* **ASSIGNED TASK**
Each record below must be reproduced exactly as it reads, with its images omitted.

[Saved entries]
============================================================

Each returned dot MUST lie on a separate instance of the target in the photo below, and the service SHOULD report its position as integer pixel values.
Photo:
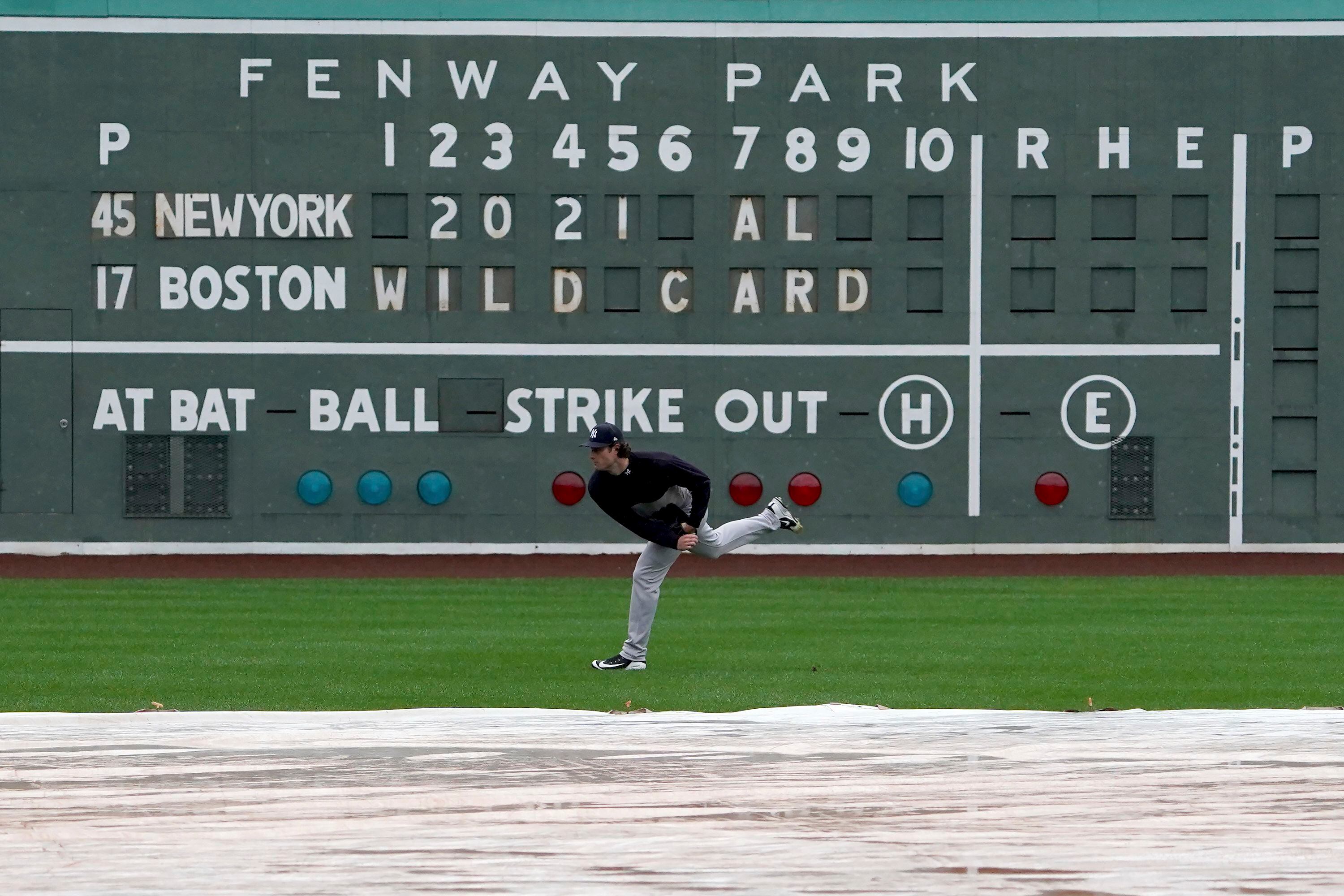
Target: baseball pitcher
(663, 499)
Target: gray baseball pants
(655, 562)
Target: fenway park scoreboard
(366, 285)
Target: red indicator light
(1051, 488)
(569, 488)
(745, 489)
(804, 489)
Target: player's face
(604, 458)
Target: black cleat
(784, 515)
(619, 664)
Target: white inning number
(124, 273)
(115, 214)
(803, 154)
(853, 144)
(502, 152)
(498, 217)
(624, 152)
(675, 155)
(568, 146)
(562, 230)
(748, 134)
(440, 158)
(440, 229)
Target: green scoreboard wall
(1000, 257)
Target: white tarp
(840, 800)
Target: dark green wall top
(701, 10)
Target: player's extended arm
(650, 530)
(694, 480)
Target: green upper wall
(702, 10)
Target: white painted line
(596, 548)
(978, 199)
(721, 30)
(449, 350)
(1098, 350)
(604, 350)
(1237, 350)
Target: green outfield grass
(718, 644)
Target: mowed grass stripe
(718, 644)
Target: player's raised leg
(717, 542)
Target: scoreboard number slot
(115, 214)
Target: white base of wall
(459, 548)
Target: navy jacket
(647, 478)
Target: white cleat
(784, 515)
(620, 663)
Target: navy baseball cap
(604, 435)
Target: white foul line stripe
(601, 350)
(719, 30)
(596, 548)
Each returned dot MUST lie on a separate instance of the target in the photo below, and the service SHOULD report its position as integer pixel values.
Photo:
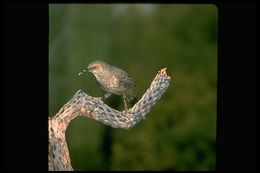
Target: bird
(112, 80)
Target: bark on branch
(82, 104)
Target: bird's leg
(124, 98)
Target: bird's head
(94, 67)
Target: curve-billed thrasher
(112, 80)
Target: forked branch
(82, 104)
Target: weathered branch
(82, 104)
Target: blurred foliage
(180, 131)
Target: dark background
(141, 39)
(27, 75)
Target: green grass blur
(180, 131)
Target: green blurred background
(180, 131)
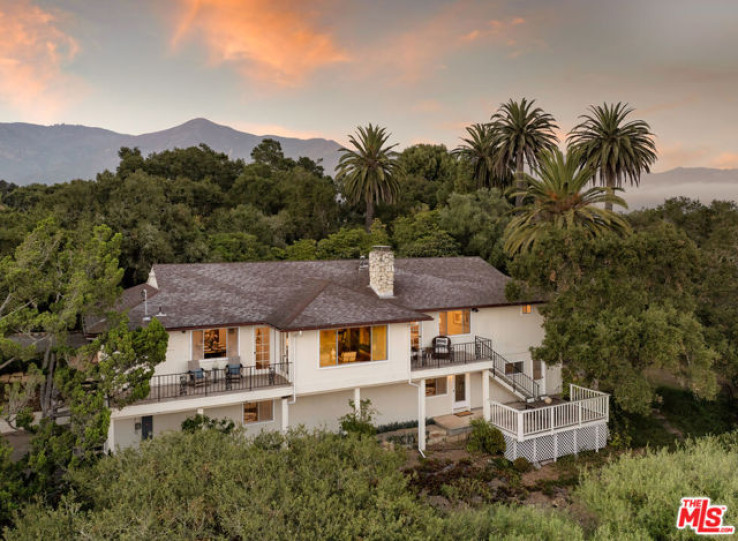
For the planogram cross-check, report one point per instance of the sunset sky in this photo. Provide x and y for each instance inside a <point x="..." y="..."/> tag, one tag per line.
<point x="424" y="69"/>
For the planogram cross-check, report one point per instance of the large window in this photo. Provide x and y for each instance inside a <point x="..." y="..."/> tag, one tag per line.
<point x="258" y="412"/>
<point x="214" y="343"/>
<point x="436" y="386"/>
<point x="454" y="322"/>
<point x="353" y="345"/>
<point x="263" y="350"/>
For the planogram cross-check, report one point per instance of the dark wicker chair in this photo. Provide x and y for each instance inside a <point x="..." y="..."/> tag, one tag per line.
<point x="442" y="348"/>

============================================================

* **SOLUTION FOR THIS TASK**
Each returned dot MUST lie on a separate instance of the target in the photo below, and the service SHOULD report its position as integer pixel values.
Photo:
Target: baseball pitcher
(663, 499)
Target: gray baseball pants
(655, 562)
Target: fenway park scoreboard
(366, 285)
Target: red indicator light
(1051, 488)
(569, 488)
(745, 489)
(804, 489)
Target: player's face
(604, 458)
Target: black cleat
(784, 515)
(619, 664)
Target: white inning number
(124, 273)
(115, 214)
(803, 154)
(853, 144)
(502, 152)
(498, 217)
(624, 152)
(675, 155)
(568, 146)
(562, 230)
(748, 134)
(440, 158)
(440, 229)
Target: green scoreboard wall
(1000, 257)
Target: white tarp
(840, 800)
Target: dark green wall top
(701, 10)
Target: player's extended arm
(650, 530)
(694, 480)
Target: green upper wall
(702, 10)
Target: white painted line
(596, 548)
(978, 199)
(721, 30)
(449, 350)
(1098, 350)
(604, 350)
(1237, 350)
Target: green outfield grass
(718, 644)
Target: mowed grass stripe
(718, 644)
Target: player's raised leg
(717, 542)
Target: scoreboard number slot
(115, 214)
Target: white base of wall
(459, 548)
Target: navy jacket
(647, 478)
Target: white cleat
(784, 515)
(620, 663)
Target: navy baseball cap
(604, 435)
Target: white foul line stripe
(601, 350)
(719, 30)
(596, 548)
Each returned dot MUST lie on a separate instance of the target in the photo below, and the service SHOULD report its position as integer pixel values.
Photo:
Target: bird
(112, 80)
Target: bark on branch
(82, 104)
Target: bird's leg
(124, 98)
Target: bird's head
(94, 67)
Target: curve-billed thrasher
(112, 80)
Target: forked branch
(82, 104)
Target: weathered branch
(82, 104)
Target: blurred foliage
(180, 131)
Target: dark background
(141, 39)
(27, 75)
Target: green grass blur
(180, 131)
Target: green blurred background
(180, 131)
For the planogram cross-check, report one point per instance of the sunset sky in this photo. Provide x and y for each instance inside a <point x="..." y="..."/> tag, one tag per line.
<point x="424" y="69"/>
For the planogram cross-check, report one point per instance of the large window in this photo. Provide x and y for each instance inside a <point x="..." y="..."/> tag, one tag per line.
<point x="258" y="412"/>
<point x="214" y="343"/>
<point x="436" y="386"/>
<point x="454" y="322"/>
<point x="353" y="345"/>
<point x="263" y="350"/>
For the planogram cross-check, report one point per instance of the dark wicker chair in this photo. Provide x and y for each instance inside a <point x="..." y="..."/> tag, one tag per line.
<point x="442" y="348"/>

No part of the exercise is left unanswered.